### Objetivo
Extraia na íntegra o texto citado abaixo, sem alterar nenhuma palavra nem sinal de pontuação.

### Texto citado
A seção Resenha desse número – na verdade compilando notas de atualidade – registrava a visita do presidente João Goulart aos Estados Unidos e ao México e a viagem a Washington do ministro San Thiago Dantas, buscando aliviar a difícil situação cambial em que se debatia então o Brasil. A seção de Documentos, por sua vez, trazia, entre outros atos de importância, um discurso na Assembleia Geral das Nações Unidas do Senador Afonso Arinos (que tinha sido chanceler de Jânio Quadros) sobre a posição do Brasil em Punta del Este, onde a questão central foi a postura de Cuba socialista em face do sistema hemisférico interamericano. Esse ponto permanece, portanto, embora o Brasil tenha hoje caminhado para reinserir plenamente Cuba no contexto latino-americano; no plano do balanço de pagamentos e da disponibilidade de divisas, a situação, hoje, é infinitamente mais confortável.

### Entradas fornecidas
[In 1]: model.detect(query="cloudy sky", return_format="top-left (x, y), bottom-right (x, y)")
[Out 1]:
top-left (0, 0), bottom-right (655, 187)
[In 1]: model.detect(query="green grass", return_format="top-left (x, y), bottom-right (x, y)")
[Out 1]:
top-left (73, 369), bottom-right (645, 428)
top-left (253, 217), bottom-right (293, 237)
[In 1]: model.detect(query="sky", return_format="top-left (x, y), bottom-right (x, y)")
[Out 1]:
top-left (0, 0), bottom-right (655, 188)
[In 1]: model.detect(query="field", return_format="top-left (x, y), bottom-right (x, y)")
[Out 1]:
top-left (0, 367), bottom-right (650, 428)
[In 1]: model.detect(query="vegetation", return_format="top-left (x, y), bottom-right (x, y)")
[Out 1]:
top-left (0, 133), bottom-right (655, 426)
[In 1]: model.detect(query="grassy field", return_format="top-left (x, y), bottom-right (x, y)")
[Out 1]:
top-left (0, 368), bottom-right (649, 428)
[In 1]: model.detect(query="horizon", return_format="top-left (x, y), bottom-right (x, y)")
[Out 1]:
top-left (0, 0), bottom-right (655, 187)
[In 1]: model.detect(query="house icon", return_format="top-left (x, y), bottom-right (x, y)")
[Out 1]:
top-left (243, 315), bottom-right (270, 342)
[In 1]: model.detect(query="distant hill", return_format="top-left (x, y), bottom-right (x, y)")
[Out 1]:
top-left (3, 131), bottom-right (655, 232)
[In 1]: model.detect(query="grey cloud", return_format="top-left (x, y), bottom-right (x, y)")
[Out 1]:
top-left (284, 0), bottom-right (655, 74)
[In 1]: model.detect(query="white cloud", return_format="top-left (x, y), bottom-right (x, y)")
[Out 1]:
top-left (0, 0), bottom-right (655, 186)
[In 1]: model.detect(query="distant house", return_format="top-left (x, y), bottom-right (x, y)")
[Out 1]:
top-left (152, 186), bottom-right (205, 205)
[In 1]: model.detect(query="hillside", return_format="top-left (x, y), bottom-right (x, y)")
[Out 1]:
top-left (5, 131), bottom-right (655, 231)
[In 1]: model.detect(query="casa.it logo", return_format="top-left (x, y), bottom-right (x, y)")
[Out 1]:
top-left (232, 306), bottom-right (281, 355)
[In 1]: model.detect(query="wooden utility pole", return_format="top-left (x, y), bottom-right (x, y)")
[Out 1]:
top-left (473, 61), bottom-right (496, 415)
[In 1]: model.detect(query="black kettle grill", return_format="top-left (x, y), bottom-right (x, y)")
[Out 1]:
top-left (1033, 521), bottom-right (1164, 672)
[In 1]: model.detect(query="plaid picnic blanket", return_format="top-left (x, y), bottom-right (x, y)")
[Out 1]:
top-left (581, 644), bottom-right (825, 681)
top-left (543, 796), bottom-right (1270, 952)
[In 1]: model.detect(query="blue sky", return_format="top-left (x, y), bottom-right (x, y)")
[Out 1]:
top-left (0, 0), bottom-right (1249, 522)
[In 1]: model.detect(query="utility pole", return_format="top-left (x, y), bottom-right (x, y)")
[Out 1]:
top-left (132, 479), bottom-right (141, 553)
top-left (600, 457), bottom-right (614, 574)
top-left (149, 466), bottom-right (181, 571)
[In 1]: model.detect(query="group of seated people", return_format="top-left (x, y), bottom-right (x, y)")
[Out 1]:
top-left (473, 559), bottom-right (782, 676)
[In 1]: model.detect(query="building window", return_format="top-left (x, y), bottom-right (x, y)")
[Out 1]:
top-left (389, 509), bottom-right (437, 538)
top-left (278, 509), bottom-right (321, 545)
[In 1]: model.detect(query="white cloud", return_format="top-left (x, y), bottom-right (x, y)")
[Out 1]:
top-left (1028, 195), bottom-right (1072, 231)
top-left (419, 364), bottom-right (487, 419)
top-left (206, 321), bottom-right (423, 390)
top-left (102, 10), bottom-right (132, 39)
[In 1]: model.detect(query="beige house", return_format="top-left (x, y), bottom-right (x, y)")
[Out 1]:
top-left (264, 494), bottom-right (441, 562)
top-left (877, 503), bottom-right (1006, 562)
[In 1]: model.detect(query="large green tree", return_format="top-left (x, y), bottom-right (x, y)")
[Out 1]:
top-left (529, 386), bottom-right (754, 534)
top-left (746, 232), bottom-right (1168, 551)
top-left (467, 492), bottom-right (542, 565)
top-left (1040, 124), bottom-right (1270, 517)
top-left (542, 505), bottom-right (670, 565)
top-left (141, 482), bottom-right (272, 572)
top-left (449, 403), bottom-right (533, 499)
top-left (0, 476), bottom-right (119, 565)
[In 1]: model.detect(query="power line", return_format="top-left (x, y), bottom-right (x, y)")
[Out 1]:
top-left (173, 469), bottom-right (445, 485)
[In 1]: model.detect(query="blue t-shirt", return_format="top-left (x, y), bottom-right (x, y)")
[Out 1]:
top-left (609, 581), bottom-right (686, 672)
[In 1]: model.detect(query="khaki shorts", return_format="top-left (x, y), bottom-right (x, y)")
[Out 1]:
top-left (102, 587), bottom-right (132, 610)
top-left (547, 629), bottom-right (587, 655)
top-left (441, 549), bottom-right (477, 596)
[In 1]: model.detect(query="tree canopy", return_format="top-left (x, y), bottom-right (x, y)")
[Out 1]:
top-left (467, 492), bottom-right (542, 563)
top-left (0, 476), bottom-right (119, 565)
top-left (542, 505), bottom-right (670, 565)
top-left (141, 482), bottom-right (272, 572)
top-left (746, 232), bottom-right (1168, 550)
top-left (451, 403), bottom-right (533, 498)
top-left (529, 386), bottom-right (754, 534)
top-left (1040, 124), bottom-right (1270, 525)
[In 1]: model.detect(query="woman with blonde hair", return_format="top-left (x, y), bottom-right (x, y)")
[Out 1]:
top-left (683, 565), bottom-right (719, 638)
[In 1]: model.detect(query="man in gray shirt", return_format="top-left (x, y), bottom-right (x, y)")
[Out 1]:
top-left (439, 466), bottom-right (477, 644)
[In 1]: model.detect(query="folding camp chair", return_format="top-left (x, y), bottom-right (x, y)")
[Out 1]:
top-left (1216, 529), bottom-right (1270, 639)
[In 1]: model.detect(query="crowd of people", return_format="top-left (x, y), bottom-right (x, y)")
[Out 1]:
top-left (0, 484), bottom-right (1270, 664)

### Resolução do exercício
A seção Resenha desse número – na verdade compilando notas de atualidade – registrava a visita do presidente João Goulart aos Estados Unidos e ao México e a viagem a Washington do ministro San Thiago Dantas, buscando aliviar a difícil situação cambial em que se debatia então o Brasil. A seção de Documentos, por sua vez, trazia, entre outros atos de importância, um discurso na Assembleia Geral das Nações Unidas do Senador Afonso Arinos (que tinha sido chanceler de Jânio Quadros) sobre a posição do Brasil em Punta del Este, onde a questão central foi a postura de Cuba socialista em face do sistema hemisférico interamericano. Esse ponto permanece, portanto, embora o Brasil tenha hoje caminhado para reinserir plenamente Cuba no contexto latino-americano; no plano do balanço de pagamentos e da disponibilidade de divisas, a situação, hoje, é infinitamente mais confortável.